(Shape annotation entries)

-*-

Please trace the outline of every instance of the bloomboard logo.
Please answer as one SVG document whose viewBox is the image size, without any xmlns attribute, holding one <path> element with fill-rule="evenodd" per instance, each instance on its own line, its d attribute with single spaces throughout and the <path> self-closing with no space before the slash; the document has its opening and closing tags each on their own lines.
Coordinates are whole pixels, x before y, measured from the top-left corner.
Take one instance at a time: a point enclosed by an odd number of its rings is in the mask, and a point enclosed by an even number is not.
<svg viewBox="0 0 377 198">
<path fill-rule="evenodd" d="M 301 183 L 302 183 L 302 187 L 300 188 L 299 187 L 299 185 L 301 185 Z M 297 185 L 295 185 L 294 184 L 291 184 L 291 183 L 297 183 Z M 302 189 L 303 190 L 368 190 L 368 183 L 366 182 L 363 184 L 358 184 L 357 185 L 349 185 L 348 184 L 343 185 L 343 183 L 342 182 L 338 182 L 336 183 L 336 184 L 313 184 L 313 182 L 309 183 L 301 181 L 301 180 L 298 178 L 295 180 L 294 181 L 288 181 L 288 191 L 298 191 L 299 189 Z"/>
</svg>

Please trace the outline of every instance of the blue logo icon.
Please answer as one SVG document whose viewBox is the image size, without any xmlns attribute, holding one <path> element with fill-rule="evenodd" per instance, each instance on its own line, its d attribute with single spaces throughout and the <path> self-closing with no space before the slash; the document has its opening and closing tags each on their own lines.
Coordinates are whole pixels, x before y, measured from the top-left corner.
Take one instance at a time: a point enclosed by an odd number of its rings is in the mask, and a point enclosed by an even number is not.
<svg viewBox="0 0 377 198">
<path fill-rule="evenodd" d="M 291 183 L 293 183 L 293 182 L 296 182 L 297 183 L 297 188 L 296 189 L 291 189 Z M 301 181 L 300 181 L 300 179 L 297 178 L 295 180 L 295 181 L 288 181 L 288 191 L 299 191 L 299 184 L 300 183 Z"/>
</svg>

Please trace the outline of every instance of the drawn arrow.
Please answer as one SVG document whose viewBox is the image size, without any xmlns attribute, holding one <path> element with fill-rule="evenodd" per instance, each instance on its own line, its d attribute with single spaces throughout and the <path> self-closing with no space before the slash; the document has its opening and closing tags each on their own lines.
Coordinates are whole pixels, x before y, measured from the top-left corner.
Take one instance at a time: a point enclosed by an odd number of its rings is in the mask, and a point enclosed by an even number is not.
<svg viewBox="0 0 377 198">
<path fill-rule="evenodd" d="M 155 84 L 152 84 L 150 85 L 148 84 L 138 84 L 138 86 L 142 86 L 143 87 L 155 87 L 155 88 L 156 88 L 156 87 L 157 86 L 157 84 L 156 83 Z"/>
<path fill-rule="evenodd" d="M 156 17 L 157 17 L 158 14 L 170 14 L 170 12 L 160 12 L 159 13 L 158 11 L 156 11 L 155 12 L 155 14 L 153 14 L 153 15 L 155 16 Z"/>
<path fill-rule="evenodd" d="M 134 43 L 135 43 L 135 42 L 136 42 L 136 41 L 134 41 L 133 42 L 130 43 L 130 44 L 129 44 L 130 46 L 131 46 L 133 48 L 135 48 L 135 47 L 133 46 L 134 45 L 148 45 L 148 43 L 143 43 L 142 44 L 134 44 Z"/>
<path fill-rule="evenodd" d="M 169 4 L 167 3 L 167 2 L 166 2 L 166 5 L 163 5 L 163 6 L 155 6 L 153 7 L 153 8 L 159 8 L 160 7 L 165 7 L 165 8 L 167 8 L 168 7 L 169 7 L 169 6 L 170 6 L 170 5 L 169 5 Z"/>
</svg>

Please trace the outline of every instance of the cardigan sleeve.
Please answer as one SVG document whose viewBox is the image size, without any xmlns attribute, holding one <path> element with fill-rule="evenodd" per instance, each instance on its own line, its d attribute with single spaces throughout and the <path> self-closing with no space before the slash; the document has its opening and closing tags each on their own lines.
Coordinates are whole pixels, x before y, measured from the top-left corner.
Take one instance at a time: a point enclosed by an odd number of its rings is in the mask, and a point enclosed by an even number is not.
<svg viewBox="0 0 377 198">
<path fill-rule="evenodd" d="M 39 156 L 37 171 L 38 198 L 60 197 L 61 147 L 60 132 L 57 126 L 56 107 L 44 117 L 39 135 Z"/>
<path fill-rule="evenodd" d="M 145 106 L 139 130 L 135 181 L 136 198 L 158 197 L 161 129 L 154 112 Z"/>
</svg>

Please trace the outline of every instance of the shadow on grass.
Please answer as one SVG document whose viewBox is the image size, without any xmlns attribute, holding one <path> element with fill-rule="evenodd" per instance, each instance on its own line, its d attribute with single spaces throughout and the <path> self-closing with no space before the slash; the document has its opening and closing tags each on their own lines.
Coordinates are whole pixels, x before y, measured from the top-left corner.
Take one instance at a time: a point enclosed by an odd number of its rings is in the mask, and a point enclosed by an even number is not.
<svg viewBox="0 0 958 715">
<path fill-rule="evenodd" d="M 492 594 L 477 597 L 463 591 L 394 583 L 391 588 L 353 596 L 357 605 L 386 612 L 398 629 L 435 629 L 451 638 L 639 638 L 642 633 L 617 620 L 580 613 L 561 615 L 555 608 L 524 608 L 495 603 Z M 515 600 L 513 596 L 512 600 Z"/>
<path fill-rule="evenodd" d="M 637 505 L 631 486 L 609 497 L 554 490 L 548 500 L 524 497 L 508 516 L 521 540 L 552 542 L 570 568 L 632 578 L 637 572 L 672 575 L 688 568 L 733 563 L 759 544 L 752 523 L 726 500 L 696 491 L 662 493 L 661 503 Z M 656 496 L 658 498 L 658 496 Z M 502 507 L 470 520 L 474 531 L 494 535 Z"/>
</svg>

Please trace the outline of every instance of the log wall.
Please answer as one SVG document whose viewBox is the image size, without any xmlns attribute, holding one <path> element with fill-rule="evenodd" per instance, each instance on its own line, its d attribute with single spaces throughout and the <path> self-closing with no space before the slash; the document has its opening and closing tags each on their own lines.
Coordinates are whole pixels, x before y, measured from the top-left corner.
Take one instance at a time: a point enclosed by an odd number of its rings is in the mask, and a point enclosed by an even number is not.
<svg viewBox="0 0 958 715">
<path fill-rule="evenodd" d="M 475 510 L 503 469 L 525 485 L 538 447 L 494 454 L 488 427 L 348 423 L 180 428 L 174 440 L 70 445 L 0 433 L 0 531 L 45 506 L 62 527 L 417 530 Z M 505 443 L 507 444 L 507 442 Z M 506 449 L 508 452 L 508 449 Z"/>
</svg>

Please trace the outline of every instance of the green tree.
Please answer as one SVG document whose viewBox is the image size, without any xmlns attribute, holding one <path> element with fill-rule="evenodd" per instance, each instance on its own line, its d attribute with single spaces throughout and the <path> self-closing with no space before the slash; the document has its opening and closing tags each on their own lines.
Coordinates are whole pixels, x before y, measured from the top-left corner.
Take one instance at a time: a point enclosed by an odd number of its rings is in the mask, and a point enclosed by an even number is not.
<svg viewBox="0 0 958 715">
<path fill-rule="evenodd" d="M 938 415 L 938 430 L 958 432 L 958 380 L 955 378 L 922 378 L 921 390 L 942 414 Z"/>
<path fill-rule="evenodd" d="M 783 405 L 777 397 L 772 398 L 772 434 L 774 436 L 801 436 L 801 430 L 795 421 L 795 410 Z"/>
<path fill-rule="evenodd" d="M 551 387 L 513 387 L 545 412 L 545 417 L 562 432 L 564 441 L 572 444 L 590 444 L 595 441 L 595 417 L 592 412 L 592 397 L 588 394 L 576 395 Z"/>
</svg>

-*-

▶ _Exercise requirements_
Please rewrite all of the material above, replacing "whole pixels" with "integer pixels" wherever it occurs and leaving everything else unchanged.

▶ _Written reply_
Please trace the outline of every instance of the bloomboard logo.
Please answer as one SVG document whose viewBox is the image size, without any xmlns attribute, holding one <path> element with fill-rule="evenodd" per instance, each instance on its own line, its d attribute with single spaces throughout and the <path> self-closing with no space before the slash; the document has its opening and closing tags each on their own lines.
Coordinates are integer pixels, x before y, measured from the top-left corner.
Take one instance at a time: a point enclosed by an odd number of its rings is in the mask, and a point enclosed by an even number is not.
<svg viewBox="0 0 377 198">
<path fill-rule="evenodd" d="M 301 183 L 302 183 L 302 187 L 300 188 L 299 187 L 299 185 L 301 185 Z M 297 185 L 295 185 L 294 184 L 291 184 L 291 183 L 297 183 Z M 302 189 L 303 190 L 368 190 L 368 183 L 366 182 L 363 184 L 358 184 L 357 185 L 349 185 L 348 184 L 343 185 L 343 183 L 342 182 L 338 182 L 336 183 L 336 184 L 313 184 L 313 182 L 309 183 L 301 181 L 301 180 L 298 178 L 295 180 L 294 181 L 288 181 L 288 191 L 298 191 L 299 189 Z"/>
</svg>

Please trace the outline of every instance of the blue logo icon.
Please answer as one SVG document whose viewBox is the image size, without any xmlns attribute, holding one <path> element with fill-rule="evenodd" per instance, each instance on its own line, its d attribute with single spaces throughout and the <path> self-closing with no space before the slash; the document has its opening and closing tags each on their own lines.
Coordinates are integer pixels, x before y, measured from the top-left corner.
Take one instance at a time: a point enclosed by an odd number of its rings is in the mask, and a point enclosed by an even number is not.
<svg viewBox="0 0 377 198">
<path fill-rule="evenodd" d="M 291 183 L 293 183 L 293 182 L 296 182 L 297 183 L 297 188 L 296 189 L 291 189 Z M 301 181 L 300 181 L 300 179 L 297 178 L 295 180 L 295 181 L 288 181 L 288 191 L 299 191 L 299 184 L 300 183 Z"/>
</svg>

Please trace the outline of every instance of the drawn arrow.
Please answer as one SVG document whose viewBox is the image size, without any xmlns attribute, holding one <path> element with fill-rule="evenodd" per instance, each instance on its own line, its d attribute with single spaces throughout and the <path> self-closing with no space before the slash; the document has its opening and closing tags each on their own lines.
Coordinates are integer pixels, x before y, measured from the top-left corner.
Take one instance at a time: a point enclosed by an odd number of its rings is in the mask, and a point enclosed by an even number is not.
<svg viewBox="0 0 377 198">
<path fill-rule="evenodd" d="M 155 84 L 152 84 L 150 85 L 148 84 L 138 84 L 138 86 L 142 86 L 143 87 L 155 87 L 155 88 L 156 88 L 156 87 L 157 86 L 157 84 L 156 83 Z"/>
<path fill-rule="evenodd" d="M 156 17 L 157 17 L 158 14 L 170 14 L 170 12 L 160 12 L 159 13 L 158 11 L 156 11 L 155 12 L 155 14 L 153 14 L 153 15 L 155 16 Z"/>
<path fill-rule="evenodd" d="M 134 43 L 135 43 L 135 42 L 136 42 L 136 41 L 134 41 L 133 42 L 130 43 L 130 44 L 129 44 L 130 46 L 131 46 L 133 48 L 135 48 L 135 47 L 133 46 L 134 45 L 148 45 L 148 43 L 143 43 L 142 44 L 134 44 Z"/>
<path fill-rule="evenodd" d="M 169 4 L 167 3 L 167 2 L 166 2 L 166 5 L 163 5 L 163 6 L 155 6 L 153 7 L 153 8 L 159 8 L 160 7 L 165 7 L 165 8 L 167 8 L 168 7 L 169 7 L 169 6 L 170 6 L 170 5 L 169 5 Z"/>
</svg>

Please trace the outline of every instance of the cardigan sleeve.
Please answer as one SVG document whose viewBox is the image size, without any xmlns attribute, holding one <path> element with fill-rule="evenodd" per instance, each instance on its own line, its d attribute with single spaces throughout and the <path> self-closing with no space before the slash; the document has its opening and closing tags each on their own lines.
Coordinates are integer pixels, x before y, measured from the top-left corner.
Take one instance at a time: a point enclosed by an odd number of its rings is in the mask, and a point enclosed by an even number is not.
<svg viewBox="0 0 377 198">
<path fill-rule="evenodd" d="M 39 156 L 37 171 L 38 198 L 60 197 L 61 147 L 60 132 L 57 126 L 56 107 L 44 117 L 39 135 Z"/>
<path fill-rule="evenodd" d="M 145 106 L 139 130 L 135 181 L 136 198 L 158 197 L 161 129 L 154 112 Z"/>
</svg>

Please trace the outline of every instance of the shadow on grass.
Please answer as one SVG document whose viewBox is the image size, without any xmlns attribute, holding one <path> element with fill-rule="evenodd" per instance, each instance on its own line, its d attribute with single spaces throughout and the <path> self-closing with no space before the slash; the document has its opening and closing tags each on their own lines.
Coordinates are integer pixels, x before y, measured from the top-left corner.
Take one instance at a time: a point enclosed by an odd number of its rings is in the mask, and a point enclosed by an even number is not.
<svg viewBox="0 0 958 715">
<path fill-rule="evenodd" d="M 492 594 L 477 597 L 463 591 L 394 583 L 391 588 L 353 596 L 357 605 L 386 612 L 398 629 L 435 629 L 451 638 L 639 638 L 642 633 L 617 620 L 580 613 L 561 615 L 555 608 L 524 608 L 495 603 Z M 515 600 L 513 596 L 512 600 Z"/>
<path fill-rule="evenodd" d="M 637 505 L 631 486 L 609 497 L 554 490 L 548 500 L 524 497 L 508 516 L 521 540 L 552 542 L 570 568 L 632 578 L 637 572 L 672 575 L 688 568 L 733 563 L 759 544 L 752 523 L 726 500 L 696 491 L 662 493 L 661 503 Z M 656 496 L 658 498 L 658 496 Z M 502 507 L 470 520 L 474 531 L 494 535 Z"/>
</svg>

Please trace the outline of every instance of the log wall.
Please answer as one SVG document whose viewBox is the image size, without any xmlns attribute, holding one <path> element with fill-rule="evenodd" per instance, each instance on its own line, its d attribute with single spaces throughout and the <path> self-closing with no space before the slash; the document has its opening and closing tags each on their own lines.
Coordinates are integer pixels, x before y, measured from the top-left corner.
Take one instance at a time: a point enclosed by an odd number of its rings is in the mask, and a point enclosed by an even number is not.
<svg viewBox="0 0 958 715">
<path fill-rule="evenodd" d="M 475 510 L 503 469 L 525 485 L 538 447 L 494 454 L 488 427 L 348 423 L 180 428 L 174 440 L 70 445 L 0 433 L 0 531 L 45 506 L 62 527 L 417 530 Z M 505 443 L 507 444 L 507 442 Z M 506 449 L 508 452 L 508 449 Z"/>
</svg>

Please trace the outline of every instance of the green tree.
Please answer as one SVG document whose viewBox is the image size, without any xmlns attribute, holding one <path> element with fill-rule="evenodd" per instance, each instance on its own line, its d attribute with single spaces throughout and the <path> self-closing with no space before the slash; the document has its opening and closing tags each on their own lines.
Coordinates are integer pixels, x before y, measured from the top-left corner.
Take one instance at a time: a point enclosed by an odd number of its rings is in the mask, and a point enclosed by an even number is not.
<svg viewBox="0 0 958 715">
<path fill-rule="evenodd" d="M 938 415 L 938 430 L 958 432 L 958 380 L 955 378 L 922 378 L 921 390 L 942 414 Z"/>
<path fill-rule="evenodd" d="M 783 405 L 777 397 L 772 398 L 772 434 L 774 436 L 801 436 L 801 430 L 795 421 L 795 410 Z"/>
<path fill-rule="evenodd" d="M 551 387 L 513 387 L 545 412 L 545 417 L 562 432 L 564 441 L 572 444 L 590 444 L 595 441 L 595 417 L 592 412 L 592 397 L 588 394 L 576 395 Z"/>
</svg>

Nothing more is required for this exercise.